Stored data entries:
○ ○ ○ ○ ○
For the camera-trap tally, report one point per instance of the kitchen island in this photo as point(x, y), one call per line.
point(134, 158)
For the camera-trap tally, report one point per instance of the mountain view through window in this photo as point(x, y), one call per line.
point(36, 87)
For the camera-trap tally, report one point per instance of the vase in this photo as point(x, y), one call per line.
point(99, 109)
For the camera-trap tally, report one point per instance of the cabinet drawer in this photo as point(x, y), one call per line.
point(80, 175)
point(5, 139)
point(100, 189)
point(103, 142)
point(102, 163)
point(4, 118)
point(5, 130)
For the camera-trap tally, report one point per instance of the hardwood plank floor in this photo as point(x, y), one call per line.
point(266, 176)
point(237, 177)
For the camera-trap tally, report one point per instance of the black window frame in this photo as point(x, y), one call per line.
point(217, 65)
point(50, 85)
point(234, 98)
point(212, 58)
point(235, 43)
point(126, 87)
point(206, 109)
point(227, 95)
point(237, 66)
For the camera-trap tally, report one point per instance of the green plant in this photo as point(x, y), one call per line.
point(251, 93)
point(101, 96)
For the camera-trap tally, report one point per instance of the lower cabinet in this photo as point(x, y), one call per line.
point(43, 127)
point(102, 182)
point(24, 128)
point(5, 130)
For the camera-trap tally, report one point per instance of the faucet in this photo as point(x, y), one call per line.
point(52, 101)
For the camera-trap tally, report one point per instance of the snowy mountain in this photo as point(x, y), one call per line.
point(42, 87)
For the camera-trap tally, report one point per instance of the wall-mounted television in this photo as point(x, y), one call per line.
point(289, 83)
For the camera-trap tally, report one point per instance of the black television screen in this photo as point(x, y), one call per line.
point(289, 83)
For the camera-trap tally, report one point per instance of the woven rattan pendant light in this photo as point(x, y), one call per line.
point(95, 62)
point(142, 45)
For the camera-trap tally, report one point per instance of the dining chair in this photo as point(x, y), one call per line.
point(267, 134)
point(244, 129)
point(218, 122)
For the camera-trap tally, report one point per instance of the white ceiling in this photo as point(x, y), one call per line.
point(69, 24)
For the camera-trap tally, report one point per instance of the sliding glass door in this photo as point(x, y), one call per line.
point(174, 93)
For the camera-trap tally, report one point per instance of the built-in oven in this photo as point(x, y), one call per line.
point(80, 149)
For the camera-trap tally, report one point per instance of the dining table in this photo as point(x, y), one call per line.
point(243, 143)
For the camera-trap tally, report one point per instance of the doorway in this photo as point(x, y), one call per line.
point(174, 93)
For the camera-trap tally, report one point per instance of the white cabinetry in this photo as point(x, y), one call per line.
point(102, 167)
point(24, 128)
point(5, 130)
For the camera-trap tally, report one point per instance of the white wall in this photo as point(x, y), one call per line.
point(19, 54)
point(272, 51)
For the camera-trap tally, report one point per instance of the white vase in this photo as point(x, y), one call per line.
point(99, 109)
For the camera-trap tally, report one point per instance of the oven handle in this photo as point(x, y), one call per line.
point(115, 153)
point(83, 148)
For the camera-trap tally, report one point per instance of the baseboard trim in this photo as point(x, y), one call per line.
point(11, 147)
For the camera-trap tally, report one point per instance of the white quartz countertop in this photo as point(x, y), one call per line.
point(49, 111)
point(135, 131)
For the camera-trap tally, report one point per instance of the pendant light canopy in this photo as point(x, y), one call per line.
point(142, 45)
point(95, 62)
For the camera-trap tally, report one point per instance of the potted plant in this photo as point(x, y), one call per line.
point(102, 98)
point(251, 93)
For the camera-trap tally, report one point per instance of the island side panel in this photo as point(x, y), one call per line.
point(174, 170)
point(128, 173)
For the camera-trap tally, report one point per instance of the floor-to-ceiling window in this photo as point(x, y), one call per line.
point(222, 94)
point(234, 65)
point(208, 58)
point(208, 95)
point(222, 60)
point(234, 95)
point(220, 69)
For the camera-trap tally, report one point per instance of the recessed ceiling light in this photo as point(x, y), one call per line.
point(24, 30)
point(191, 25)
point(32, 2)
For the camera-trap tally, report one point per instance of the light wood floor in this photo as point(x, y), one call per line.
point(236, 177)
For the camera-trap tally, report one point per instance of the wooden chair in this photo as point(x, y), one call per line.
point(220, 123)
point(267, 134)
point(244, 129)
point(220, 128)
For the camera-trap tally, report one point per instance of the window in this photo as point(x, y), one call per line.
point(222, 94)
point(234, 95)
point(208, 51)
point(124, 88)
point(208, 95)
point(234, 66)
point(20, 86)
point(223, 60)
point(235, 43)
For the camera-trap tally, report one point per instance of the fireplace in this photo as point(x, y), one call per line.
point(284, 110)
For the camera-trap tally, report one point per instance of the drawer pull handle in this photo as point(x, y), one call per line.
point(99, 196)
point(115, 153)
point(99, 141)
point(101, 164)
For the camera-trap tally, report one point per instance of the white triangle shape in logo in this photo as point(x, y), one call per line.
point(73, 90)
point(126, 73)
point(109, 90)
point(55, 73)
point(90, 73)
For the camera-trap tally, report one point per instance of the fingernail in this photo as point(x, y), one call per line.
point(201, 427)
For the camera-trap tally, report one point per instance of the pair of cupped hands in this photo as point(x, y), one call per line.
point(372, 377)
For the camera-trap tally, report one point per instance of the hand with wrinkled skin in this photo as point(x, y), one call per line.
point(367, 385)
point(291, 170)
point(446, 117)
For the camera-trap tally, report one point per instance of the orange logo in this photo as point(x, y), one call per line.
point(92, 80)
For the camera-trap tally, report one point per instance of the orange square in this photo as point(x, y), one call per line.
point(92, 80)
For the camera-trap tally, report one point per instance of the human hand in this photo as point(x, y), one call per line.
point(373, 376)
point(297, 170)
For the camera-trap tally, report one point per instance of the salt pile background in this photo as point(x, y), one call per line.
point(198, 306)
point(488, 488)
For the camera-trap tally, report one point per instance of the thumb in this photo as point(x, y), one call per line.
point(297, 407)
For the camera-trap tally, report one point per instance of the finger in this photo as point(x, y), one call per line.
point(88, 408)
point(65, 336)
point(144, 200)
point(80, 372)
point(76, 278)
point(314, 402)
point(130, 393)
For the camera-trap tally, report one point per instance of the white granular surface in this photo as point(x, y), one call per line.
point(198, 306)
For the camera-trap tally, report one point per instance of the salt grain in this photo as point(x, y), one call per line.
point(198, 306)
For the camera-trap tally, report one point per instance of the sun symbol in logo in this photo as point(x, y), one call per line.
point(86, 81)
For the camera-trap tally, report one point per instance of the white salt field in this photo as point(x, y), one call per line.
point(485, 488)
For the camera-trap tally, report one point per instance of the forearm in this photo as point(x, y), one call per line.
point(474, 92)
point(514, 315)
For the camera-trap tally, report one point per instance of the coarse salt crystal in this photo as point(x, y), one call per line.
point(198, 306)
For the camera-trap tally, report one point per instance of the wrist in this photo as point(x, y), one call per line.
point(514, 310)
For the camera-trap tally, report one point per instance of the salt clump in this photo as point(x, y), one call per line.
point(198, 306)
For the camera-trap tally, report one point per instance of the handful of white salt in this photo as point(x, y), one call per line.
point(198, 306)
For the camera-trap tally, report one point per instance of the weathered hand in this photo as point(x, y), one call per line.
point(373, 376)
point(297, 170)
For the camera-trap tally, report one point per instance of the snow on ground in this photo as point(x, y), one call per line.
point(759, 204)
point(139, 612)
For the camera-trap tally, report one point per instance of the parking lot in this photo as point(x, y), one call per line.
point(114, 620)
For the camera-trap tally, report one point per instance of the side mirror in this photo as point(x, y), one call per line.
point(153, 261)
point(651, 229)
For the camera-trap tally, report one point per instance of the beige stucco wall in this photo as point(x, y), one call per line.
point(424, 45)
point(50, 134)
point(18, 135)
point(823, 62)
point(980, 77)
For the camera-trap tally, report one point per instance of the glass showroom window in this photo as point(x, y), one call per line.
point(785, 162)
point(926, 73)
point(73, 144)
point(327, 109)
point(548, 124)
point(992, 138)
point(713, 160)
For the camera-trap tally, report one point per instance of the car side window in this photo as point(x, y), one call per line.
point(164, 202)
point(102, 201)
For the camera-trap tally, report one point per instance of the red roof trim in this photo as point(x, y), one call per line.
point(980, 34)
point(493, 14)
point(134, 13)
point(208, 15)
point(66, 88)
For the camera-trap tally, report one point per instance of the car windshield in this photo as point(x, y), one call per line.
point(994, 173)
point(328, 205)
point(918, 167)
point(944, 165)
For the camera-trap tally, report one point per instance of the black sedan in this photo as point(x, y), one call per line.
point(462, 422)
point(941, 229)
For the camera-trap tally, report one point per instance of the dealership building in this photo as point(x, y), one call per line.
○ ○ ○ ○ ○
Exercise brief: The answer must consist of the lines from the one with "the black sedan" through the final line of the entries above, exactly as they are, and nothing else.

Your response:
For the camera-trap tally, report one point per instance of the black sedan in this photo as point(x, y), one call per line.
point(462, 422)
point(941, 229)
For the camera-trap tally, report one point per instance of the dealership building in this photo as point(x, y), one call per line.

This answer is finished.